Natural language region descriptions
=======
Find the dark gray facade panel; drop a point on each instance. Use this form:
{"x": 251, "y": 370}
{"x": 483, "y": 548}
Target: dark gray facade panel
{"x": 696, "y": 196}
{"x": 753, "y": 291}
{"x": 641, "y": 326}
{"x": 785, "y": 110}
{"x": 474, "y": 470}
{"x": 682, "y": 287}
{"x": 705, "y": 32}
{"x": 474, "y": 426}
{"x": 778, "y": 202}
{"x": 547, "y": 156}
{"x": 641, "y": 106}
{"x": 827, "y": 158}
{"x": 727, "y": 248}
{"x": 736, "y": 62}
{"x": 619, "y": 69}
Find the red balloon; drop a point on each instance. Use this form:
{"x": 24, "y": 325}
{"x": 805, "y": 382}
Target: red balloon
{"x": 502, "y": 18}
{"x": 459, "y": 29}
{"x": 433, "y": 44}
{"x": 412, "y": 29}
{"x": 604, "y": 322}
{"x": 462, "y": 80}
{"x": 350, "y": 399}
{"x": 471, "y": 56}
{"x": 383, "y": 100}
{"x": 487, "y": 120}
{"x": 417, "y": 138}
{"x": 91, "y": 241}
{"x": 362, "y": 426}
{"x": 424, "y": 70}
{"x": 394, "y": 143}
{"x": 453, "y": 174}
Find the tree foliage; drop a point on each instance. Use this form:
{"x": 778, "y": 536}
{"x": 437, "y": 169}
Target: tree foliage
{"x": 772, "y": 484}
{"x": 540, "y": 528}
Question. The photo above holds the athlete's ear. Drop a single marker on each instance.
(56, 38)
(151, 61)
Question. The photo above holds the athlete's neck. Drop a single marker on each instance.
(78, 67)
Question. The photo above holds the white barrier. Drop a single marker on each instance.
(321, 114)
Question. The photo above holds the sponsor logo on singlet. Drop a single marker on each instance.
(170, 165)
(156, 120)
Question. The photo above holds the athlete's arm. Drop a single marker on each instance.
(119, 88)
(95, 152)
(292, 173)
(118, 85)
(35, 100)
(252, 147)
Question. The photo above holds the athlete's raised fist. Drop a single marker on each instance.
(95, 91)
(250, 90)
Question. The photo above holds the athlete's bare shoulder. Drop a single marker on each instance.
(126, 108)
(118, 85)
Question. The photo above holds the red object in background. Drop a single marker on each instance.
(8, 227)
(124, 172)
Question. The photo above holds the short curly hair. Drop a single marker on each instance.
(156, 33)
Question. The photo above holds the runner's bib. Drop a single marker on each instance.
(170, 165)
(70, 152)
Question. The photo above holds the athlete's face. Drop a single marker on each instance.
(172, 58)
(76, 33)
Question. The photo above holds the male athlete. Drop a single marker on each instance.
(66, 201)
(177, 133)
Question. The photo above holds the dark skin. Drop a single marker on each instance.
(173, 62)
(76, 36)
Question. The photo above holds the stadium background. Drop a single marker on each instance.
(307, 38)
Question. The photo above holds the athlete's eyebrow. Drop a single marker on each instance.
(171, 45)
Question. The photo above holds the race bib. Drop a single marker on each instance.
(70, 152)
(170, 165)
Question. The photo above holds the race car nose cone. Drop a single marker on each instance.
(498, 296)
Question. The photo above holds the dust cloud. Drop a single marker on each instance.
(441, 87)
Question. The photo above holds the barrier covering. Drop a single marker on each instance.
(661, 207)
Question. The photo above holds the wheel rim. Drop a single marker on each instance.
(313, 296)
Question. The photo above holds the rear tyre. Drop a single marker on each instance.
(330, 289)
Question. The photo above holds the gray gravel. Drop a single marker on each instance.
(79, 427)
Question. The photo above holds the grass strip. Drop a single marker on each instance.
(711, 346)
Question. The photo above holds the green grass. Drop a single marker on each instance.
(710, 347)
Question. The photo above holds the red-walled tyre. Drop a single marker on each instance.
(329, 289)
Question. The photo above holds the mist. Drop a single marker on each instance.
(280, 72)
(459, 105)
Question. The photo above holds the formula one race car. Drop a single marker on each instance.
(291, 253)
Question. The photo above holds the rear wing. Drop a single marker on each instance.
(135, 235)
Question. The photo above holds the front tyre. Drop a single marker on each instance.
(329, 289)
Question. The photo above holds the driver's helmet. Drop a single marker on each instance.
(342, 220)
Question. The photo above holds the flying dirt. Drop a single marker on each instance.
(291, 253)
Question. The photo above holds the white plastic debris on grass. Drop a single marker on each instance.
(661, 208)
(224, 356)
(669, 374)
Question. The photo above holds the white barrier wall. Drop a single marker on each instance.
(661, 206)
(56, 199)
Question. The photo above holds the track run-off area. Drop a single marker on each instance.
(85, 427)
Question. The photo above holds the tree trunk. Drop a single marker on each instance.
=======
> _ASSIGNED TASK_
Go through the records and set each one down again, unchanged.

> _SOLVED PROBLEM_
Find the dark gray facade panel; drop a point on each instance. Use this form:
{"x": 251, "y": 370}
{"x": 483, "y": 548}
Target: dark gray facade panel
{"x": 696, "y": 196}
{"x": 753, "y": 291}
{"x": 641, "y": 326}
{"x": 785, "y": 110}
{"x": 474, "y": 470}
{"x": 682, "y": 287}
{"x": 705, "y": 32}
{"x": 474, "y": 426}
{"x": 778, "y": 202}
{"x": 547, "y": 156}
{"x": 641, "y": 106}
{"x": 827, "y": 158}
{"x": 727, "y": 248}
{"x": 736, "y": 62}
{"x": 619, "y": 69}
Find the red balloon; drop a point on each instance. Use this form:
{"x": 24, "y": 325}
{"x": 805, "y": 382}
Target: red balloon
{"x": 502, "y": 18}
{"x": 459, "y": 29}
{"x": 433, "y": 44}
{"x": 412, "y": 29}
{"x": 604, "y": 322}
{"x": 462, "y": 80}
{"x": 350, "y": 399}
{"x": 471, "y": 56}
{"x": 383, "y": 100}
{"x": 487, "y": 120}
{"x": 417, "y": 138}
{"x": 91, "y": 241}
{"x": 362, "y": 426}
{"x": 424, "y": 70}
{"x": 394, "y": 143}
{"x": 453, "y": 174}
Find the tree foliage; drop a point on each instance. Use this form:
{"x": 778, "y": 536}
{"x": 437, "y": 169}
Target: tree foliage
{"x": 772, "y": 484}
{"x": 540, "y": 528}
Question. The photo above holds the athlete's ear. Drop a single marker on each instance.
(56, 38)
(151, 61)
Question. The photo above holds the athlete's neck. Drop a single marker on each instance.
(78, 67)
Question. The photo above holds the white barrier. Drop a single marker on each instance.
(321, 114)
Question. The photo above holds the sponsor logo on singlet. Drop a single marker on each instance.
(170, 165)
(156, 120)
Question. The photo above holds the athlete's arm. Drop a single marker on each instance.
(119, 88)
(95, 152)
(292, 173)
(118, 85)
(35, 100)
(252, 147)
Question. The photo above holds the athlete's raised fist. Drop a single marker on each instance.
(95, 91)
(250, 90)
Question. The photo above holds the athlete's bare shoulder. Drop a single marker on each instance.
(126, 108)
(118, 85)
Question. The photo above holds the red object in background. Drop a single marker on each instance.
(8, 227)
(124, 172)
Question. The photo above holds the short curly hair. Drop a single marker on each instance.
(156, 33)
Question. The photo above holds the runner's bib. Drop a single marker on each instance.
(170, 165)
(70, 152)
Question. The photo above holds the athlete's face. Drop a single marker on each instance.
(172, 58)
(76, 33)
Question. The photo above holds the male athlete. Drop a single marker on each instance.
(66, 201)
(177, 133)
Question. The photo above holds the dark skin. Drop a single marker on each instance.
(173, 62)
(76, 36)
Question. The photo above holds the stadium background. Drop a single marker on each instance.
(307, 38)
Question. The photo above holds the athlete's eyebrow. Drop a single marker on each instance.
(171, 45)
Question. The photo above holds the race bib. Drop a single marker on each instance.
(70, 152)
(170, 165)
Question. The photo above holds the race car nose cone. Drop a single marker on each instance.
(498, 296)
Question. The photo above holds the dust cloud. Drop a single marker on each instance.
(441, 87)
Question. The photo above holds the barrier covering. Drop a single marker on each instance.
(661, 207)
Question. The photo above holds the wheel rim. Drop a single marker on each instance.
(313, 296)
Question. The photo above holds the rear tyre. Drop a single marker on each instance.
(330, 289)
Question. The photo above holds the gray gravel. Drop a single marker on each instance.
(79, 427)
Question. The photo above holds the grass strip. Drop a single marker on each instance.
(711, 346)
Question. The photo above holds the green grass. Drop a single marker on each instance.
(710, 347)
Question. The photo above holds the red-walled tyre. Drop a single marker on each instance.
(329, 289)
Question. The photo above holds the mist. Drop a single marker on each instance.
(280, 72)
(459, 105)
Question. The photo above holds the formula one race car. Drop a single marker on each instance.
(291, 253)
Question. The photo above holds the rear wing. Drop a single marker on each instance.
(135, 235)
Question. The photo above holds the front tyre. Drop a single marker on each instance.
(329, 289)
Question. The photo above holds the driver's helmet. Drop a single marker on each instance.
(342, 220)
Question. The photo above holds the flying dirt. Drop a single marker on each instance.
(291, 253)
Question. The photo above holds the white plastic debris on grass. Drop a single marker on each instance.
(661, 208)
(224, 356)
(669, 374)
Question. The photo above holds the white barrier wall. Drop a single marker on each instance.
(661, 206)
(56, 199)
Question. The photo above holds the track run-off area. Drop a single marker on each instance.
(85, 427)
Question. The photo above holds the tree trunk. Drop a single marker on each instance.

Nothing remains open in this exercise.